### Segmentation dataset records:
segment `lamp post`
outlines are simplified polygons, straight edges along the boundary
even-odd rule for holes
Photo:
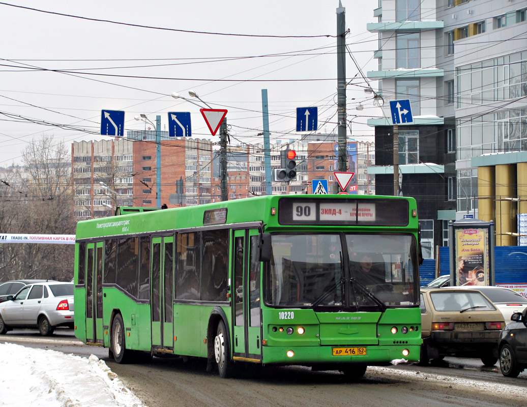
[[[134,118],[136,120],[142,120],[149,123],[155,128],[155,205],[158,208],[161,206],[161,117],[155,117],[154,125],[147,117],[144,113],[141,113]]]
[[[189,91],[189,94],[191,97],[199,100],[209,109],[212,109],[194,91]],[[183,99],[192,104],[199,106],[200,108],[203,108],[203,106],[183,97],[177,92],[172,94],[172,97],[176,99]],[[227,118],[226,117],[221,122],[221,126],[220,127],[220,189],[221,190],[221,200],[227,200]]]

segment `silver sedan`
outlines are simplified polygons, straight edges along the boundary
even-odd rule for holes
[[[57,326],[73,327],[73,283],[36,283],[7,299],[0,304],[0,334],[13,328],[38,327],[46,336]]]

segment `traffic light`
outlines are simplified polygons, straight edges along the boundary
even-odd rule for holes
[[[296,179],[296,151],[287,150],[280,152],[281,168],[275,169],[275,181],[294,181]]]
[[[288,150],[286,151],[286,172],[288,181],[296,179],[296,151]]]

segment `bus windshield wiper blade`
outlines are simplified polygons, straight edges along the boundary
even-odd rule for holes
[[[377,297],[374,295],[373,293],[372,293],[371,291],[368,289],[368,288],[366,288],[366,287],[363,286],[362,284],[359,283],[357,280],[356,278],[355,278],[354,277],[350,277],[349,279],[349,281],[352,283],[352,285],[354,284],[354,283],[356,284],[357,286],[359,288],[360,288],[360,289],[362,289],[365,293],[366,293],[368,295],[368,296],[370,298],[372,298],[372,299],[373,299],[374,302],[377,303],[378,305],[380,306],[380,307],[383,308],[383,309],[386,309],[386,306],[384,305],[384,303],[380,299],[379,299],[378,298],[377,298]]]
[[[336,284],[329,287],[327,290],[323,293],[318,298],[313,302],[313,304],[309,306],[309,308],[315,308],[317,306],[317,305],[321,303],[329,294],[333,293],[334,290],[336,289],[338,287],[340,286],[344,280],[344,278],[341,278],[339,281],[337,282]]]
[[[465,311],[468,311],[469,309],[473,309],[475,308],[486,308],[486,305],[474,305],[473,307],[469,307],[469,308],[465,308],[460,311],[460,314],[462,312],[465,312]]]

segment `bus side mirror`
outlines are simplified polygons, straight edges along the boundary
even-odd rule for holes
[[[271,246],[271,234],[261,234],[260,235],[260,261],[270,261],[272,256],[272,249]]]

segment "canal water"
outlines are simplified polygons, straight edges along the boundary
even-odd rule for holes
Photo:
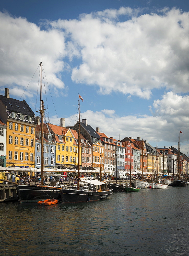
[[[0,255],[189,255],[189,186],[114,193],[104,201],[0,204]]]

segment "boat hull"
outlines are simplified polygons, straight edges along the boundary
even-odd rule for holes
[[[152,183],[152,182],[148,182],[145,180],[137,179],[136,186],[137,187],[140,188],[148,188],[151,187]]]
[[[113,193],[113,190],[111,189],[100,191],[63,189],[62,202],[63,204],[81,202],[105,199]]]
[[[21,203],[37,202],[47,199],[61,201],[62,189],[54,187],[20,185],[17,188]]]
[[[126,186],[123,184],[118,184],[116,183],[110,183],[110,188],[113,189],[114,191],[117,191],[120,192],[124,191]]]
[[[135,192],[139,191],[140,190],[140,188],[132,188],[130,187],[127,187],[125,189],[125,191],[127,192]]]
[[[161,184],[160,183],[153,182],[151,186],[152,188],[166,188],[168,186],[167,184]]]
[[[184,181],[183,180],[173,180],[172,182],[172,186],[173,187],[185,187],[188,185],[187,181]]]

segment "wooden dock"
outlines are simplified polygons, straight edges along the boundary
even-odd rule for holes
[[[0,183],[0,202],[17,200],[16,185]]]

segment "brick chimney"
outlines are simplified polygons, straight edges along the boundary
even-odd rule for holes
[[[96,131],[97,132],[100,132],[100,129],[99,127],[97,127],[96,128]]]
[[[65,127],[65,118],[60,119],[60,126],[62,127]]]
[[[83,124],[85,124],[86,125],[87,125],[87,119],[85,118],[85,119],[82,119],[82,122]]]
[[[5,88],[5,96],[6,98],[10,98],[9,97],[9,89],[8,88]]]

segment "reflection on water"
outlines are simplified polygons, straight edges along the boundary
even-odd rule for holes
[[[187,255],[189,193],[170,187],[86,203],[2,203],[0,255]]]

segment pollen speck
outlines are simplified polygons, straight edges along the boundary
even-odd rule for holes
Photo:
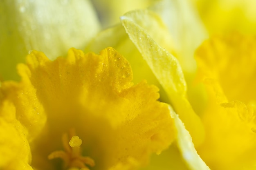
[[[74,136],[72,137],[69,142],[70,146],[72,147],[80,146],[81,144],[82,140],[77,136]]]

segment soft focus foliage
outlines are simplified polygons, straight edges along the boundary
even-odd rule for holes
[[[54,59],[83,48],[100,28],[89,0],[3,0],[0,16],[0,80],[18,79],[16,65],[30,50]]]

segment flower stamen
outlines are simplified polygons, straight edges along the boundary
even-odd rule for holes
[[[62,159],[64,161],[65,169],[69,168],[79,168],[83,170],[89,170],[85,165],[92,167],[95,166],[93,159],[81,155],[80,146],[82,144],[82,140],[78,136],[72,136],[69,142],[67,135],[65,133],[62,136],[62,142],[65,151],[57,150],[53,152],[48,156],[48,159]]]

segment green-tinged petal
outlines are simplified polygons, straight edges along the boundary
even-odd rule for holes
[[[24,161],[37,170],[62,165],[80,169],[84,164],[94,169],[136,169],[175,139],[173,120],[168,105],[158,101],[158,88],[146,81],[133,85],[130,64],[112,48],[99,55],[71,49],[66,58],[53,61],[33,51],[18,70],[21,82],[3,82],[0,97],[14,104],[13,119],[22,125],[18,129],[27,130],[22,139],[31,148],[31,163]],[[10,109],[6,110],[2,113],[10,116]],[[44,115],[46,120],[38,119]]]
[[[186,130],[179,116],[171,107],[169,107],[169,109],[172,117],[174,119],[177,130],[177,145],[187,165],[191,170],[209,170],[209,168],[197,153],[189,132]]]
[[[138,18],[141,16],[131,13],[121,17],[127,33],[166,92],[175,109],[191,133],[193,141],[196,145],[200,144],[204,139],[203,128],[185,97],[186,85],[179,62],[139,25],[143,20],[136,23],[134,17],[137,18],[135,20],[138,22]]]
[[[188,99],[199,115],[205,104],[206,95],[202,84],[194,83],[196,66],[193,56],[196,49],[208,35],[196,9],[190,2],[189,0],[162,0],[149,9],[161,17],[168,28],[173,42],[168,44],[172,49],[168,51],[180,64],[187,83]],[[152,37],[151,33],[146,30],[159,43]]]
[[[53,59],[71,47],[84,48],[99,30],[88,0],[4,0],[0,16],[0,75],[4,79],[18,79],[16,64],[29,51]]]
[[[153,155],[146,166],[140,170],[191,170],[185,163],[177,145],[171,145],[159,155]]]
[[[185,74],[195,72],[195,50],[208,37],[195,9],[190,2],[189,0],[163,0],[150,8],[161,16],[167,26],[173,41],[169,45],[175,52]]]
[[[159,24],[157,24],[157,22],[160,21],[159,20],[154,20],[158,18],[155,15],[153,16],[153,17],[148,19],[152,19],[150,22],[156,24],[154,25],[155,28],[161,29],[161,27],[157,26]],[[164,29],[164,27],[163,28]],[[160,30],[160,32],[163,31],[162,29]],[[166,38],[163,39],[164,40],[164,42],[168,41]],[[114,47],[122,55],[126,57],[132,69],[132,72],[134,73],[133,82],[135,84],[140,82],[142,80],[146,79],[149,83],[155,84],[159,87],[161,101],[168,101],[165,92],[152,71],[136,46],[130,40],[124,27],[121,24],[117,25],[99,33],[89,43],[85,51],[87,52],[95,51],[95,53],[99,53],[102,49],[108,46]]]

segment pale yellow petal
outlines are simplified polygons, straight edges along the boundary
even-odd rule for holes
[[[168,44],[169,48],[175,52],[184,73],[191,76],[196,67],[195,50],[208,38],[196,9],[189,0],[163,0],[150,9],[159,15],[166,25],[173,41],[172,44]]]
[[[0,75],[5,79],[18,79],[16,64],[30,50],[53,59],[71,47],[84,48],[100,29],[89,0],[1,0],[0,15]]]
[[[200,144],[204,138],[203,128],[199,117],[185,98],[186,85],[177,59],[150,37],[139,25],[141,22],[135,22],[135,16],[130,13],[121,17],[127,33],[167,93],[172,104],[191,133],[193,142],[196,145]]]
[[[31,93],[47,116],[43,130],[31,143],[31,165],[37,168],[61,167],[47,156],[59,150],[61,137],[73,128],[84,156],[99,169],[146,165],[151,154],[160,153],[175,139],[168,105],[157,101],[158,88],[145,81],[133,86],[130,65],[112,48],[99,55],[72,49],[66,58],[54,61],[34,51],[19,71],[29,83],[24,90],[36,89]]]
[[[119,22],[119,17],[135,9],[145,9],[159,0],[92,0],[104,28]]]
[[[177,146],[188,167],[191,170],[209,170],[210,168],[197,153],[189,132],[186,130],[179,116],[171,106],[169,109],[172,117],[174,119],[175,126],[177,129]]]
[[[150,19],[155,18],[150,18]],[[150,22],[157,22],[157,21]],[[166,93],[121,25],[117,25],[100,32],[87,46],[85,51],[86,52],[94,51],[98,53],[102,49],[108,46],[116,49],[125,56],[130,64],[134,73],[132,82],[135,84],[146,79],[149,84],[154,84],[159,88],[161,101],[168,101]]]

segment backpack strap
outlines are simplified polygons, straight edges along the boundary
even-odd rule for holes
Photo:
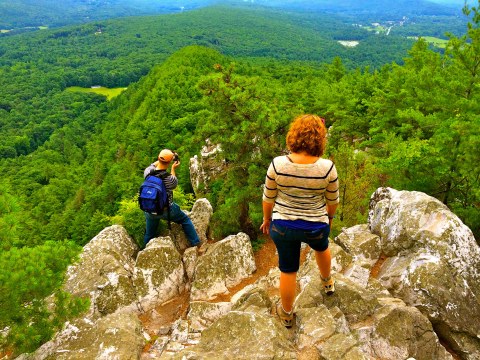
[[[170,174],[166,170],[155,169],[150,171],[150,174],[147,175],[147,178],[149,176],[155,176],[162,180],[165,180],[167,177],[170,176]],[[168,197],[168,194],[167,194],[167,197]],[[173,194],[172,194],[172,197],[173,197]],[[170,198],[168,198],[168,201],[167,201],[167,222],[168,222],[168,230],[172,230],[172,225],[170,221]]]

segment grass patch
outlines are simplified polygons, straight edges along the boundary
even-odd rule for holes
[[[85,92],[85,93],[95,93],[99,95],[103,95],[107,98],[107,100],[113,99],[115,96],[120,95],[123,91],[127,88],[106,88],[103,86],[100,87],[93,87],[93,88],[82,88],[80,86],[70,86],[67,88],[67,91],[72,92]]]

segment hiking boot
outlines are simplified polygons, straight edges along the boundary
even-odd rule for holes
[[[199,243],[198,245],[196,245],[197,247],[197,253],[198,255],[203,255],[205,253],[205,251],[207,251],[207,243]]]
[[[290,313],[287,313],[285,310],[283,310],[283,306],[280,301],[277,303],[277,315],[283,326],[287,328],[291,328],[293,326],[293,310]]]
[[[325,294],[333,295],[333,293],[335,292],[335,280],[333,280],[331,276],[329,276],[326,279],[324,278],[321,278],[321,279],[322,279],[323,289],[325,290]]]

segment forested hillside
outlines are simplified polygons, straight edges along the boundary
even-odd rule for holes
[[[180,154],[176,197],[188,207],[189,158],[207,138],[222,144],[230,165],[208,194],[215,235],[245,231],[256,241],[265,171],[300,113],[320,114],[330,127],[327,155],[341,181],[337,229],[364,222],[372,191],[392,186],[439,198],[478,239],[476,9],[445,53],[420,40],[398,64],[383,50],[387,64],[375,68],[352,66],[375,57],[354,60],[364,53],[328,41],[320,23],[238,14],[211,8],[2,39],[0,329],[10,328],[9,348],[34,349],[82,307],[58,290],[79,246],[112,223],[140,239],[135,196],[163,147]],[[96,84],[128,89],[110,102],[64,91]],[[43,300],[52,292],[55,316]]]
[[[345,38],[360,44],[348,49],[336,41]],[[95,22],[0,40],[0,157],[31,153],[55,129],[84,112],[89,105],[63,93],[65,88],[128,86],[187,45],[204,45],[235,57],[317,63],[340,56],[349,68],[379,68],[401,62],[413,44],[352,28],[327,15],[312,18],[227,7]],[[69,103],[75,106],[64,106]]]

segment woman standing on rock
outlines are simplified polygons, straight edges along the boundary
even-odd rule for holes
[[[260,229],[277,247],[281,272],[277,314],[286,327],[293,325],[302,242],[315,250],[325,293],[335,292],[328,235],[339,203],[339,185],[335,165],[321,158],[326,132],[320,117],[297,117],[287,134],[290,154],[273,159],[265,179]]]

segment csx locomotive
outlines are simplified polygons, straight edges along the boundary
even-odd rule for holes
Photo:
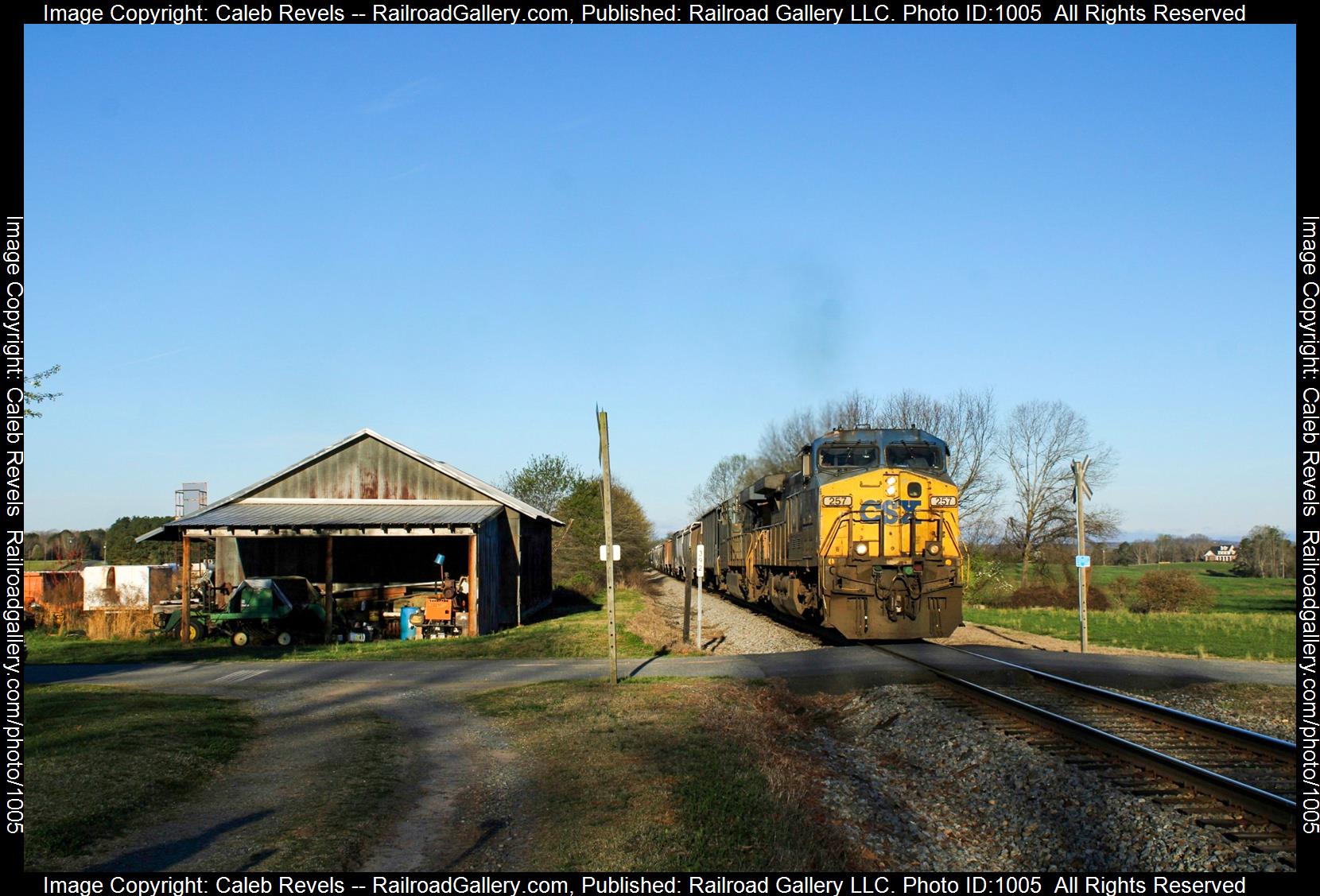
[[[651,565],[853,639],[962,624],[965,567],[949,446],[920,429],[837,429],[801,468],[762,476],[652,548]]]

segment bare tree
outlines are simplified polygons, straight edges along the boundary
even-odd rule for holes
[[[1001,432],[997,454],[1012,478],[1015,513],[1006,523],[1006,538],[1022,556],[1022,585],[1026,585],[1032,556],[1076,533],[1069,461],[1090,455],[1086,475],[1094,487],[1107,482],[1114,457],[1092,438],[1085,417],[1063,401],[1027,401],[1014,408]],[[1118,515],[1090,509],[1086,529],[1097,538],[1107,538],[1118,529]]]
[[[797,467],[797,453],[824,432],[810,410],[796,410],[766,426],[760,437],[760,467],[766,472],[788,472]]]
[[[540,454],[504,474],[500,488],[532,507],[554,513],[574,488],[586,482],[582,470],[562,454]]]
[[[63,392],[37,392],[41,385],[49,380],[51,376],[59,372],[59,364],[54,367],[48,367],[44,371],[33,373],[30,376],[22,377],[22,416],[24,417],[40,417],[41,412],[32,405],[41,404],[42,401],[51,401],[63,395]]]
[[[706,476],[706,482],[688,495],[688,511],[697,519],[715,504],[737,497],[738,492],[756,479],[756,462],[746,454],[730,454],[719,459]]]
[[[817,421],[821,432],[830,429],[862,429],[874,426],[879,420],[880,408],[875,399],[863,395],[859,389],[853,389],[841,399],[825,402]],[[820,435],[820,433],[817,433]]]
[[[998,409],[994,392],[958,392],[948,401],[906,389],[886,399],[880,425],[915,426],[949,445],[949,476],[958,484],[958,519],[964,541],[982,541],[1003,490],[993,470]]]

### WHAT THIS TASK INVOLVES:
Please convert the material into a JSON list of strings, starting at the line containing "segment bare tree" and ending at the final line, with one string per line and blank lines left out.

### EXERCISE ANSWER:
[
  "segment bare tree",
  "outlines are simplified polygons, straight edges along the boundary",
  "even-odd rule for holes",
  "[[[1001,432],[997,454],[1012,478],[1015,513],[1006,523],[1006,538],[1022,556],[1022,585],[1026,585],[1032,556],[1076,533],[1069,461],[1090,455],[1086,475],[1094,487],[1107,482],[1114,457],[1092,438],[1085,417],[1063,401],[1027,401],[1014,408]],[[1118,515],[1090,509],[1086,529],[1097,538],[1107,538],[1118,529]]]",
  "[[[797,467],[797,453],[824,432],[810,410],[796,410],[766,426],[760,437],[760,467],[766,472],[788,472]]]",
  "[[[540,454],[504,474],[500,488],[532,507],[554,513],[574,488],[586,482],[582,470],[562,454]]]",
  "[[[63,392],[37,392],[41,385],[49,380],[51,376],[59,372],[59,364],[54,367],[48,367],[44,371],[33,373],[30,376],[22,377],[22,416],[24,417],[40,417],[41,412],[32,405],[41,404],[42,401],[51,401],[63,395]]]",
  "[[[706,476],[706,482],[688,495],[688,511],[697,519],[715,504],[737,497],[738,492],[756,479],[756,462],[746,454],[730,454],[719,459]]]",
  "[[[817,421],[821,432],[830,429],[862,429],[874,426],[879,420],[880,408],[875,399],[863,395],[859,389],[853,389],[841,399],[825,402]],[[820,435],[820,433],[817,433]]]",
  "[[[998,409],[994,392],[958,392],[948,401],[906,389],[886,399],[880,425],[915,426],[949,445],[949,476],[958,484],[958,519],[964,541],[982,541],[1003,490],[993,470]]]"
]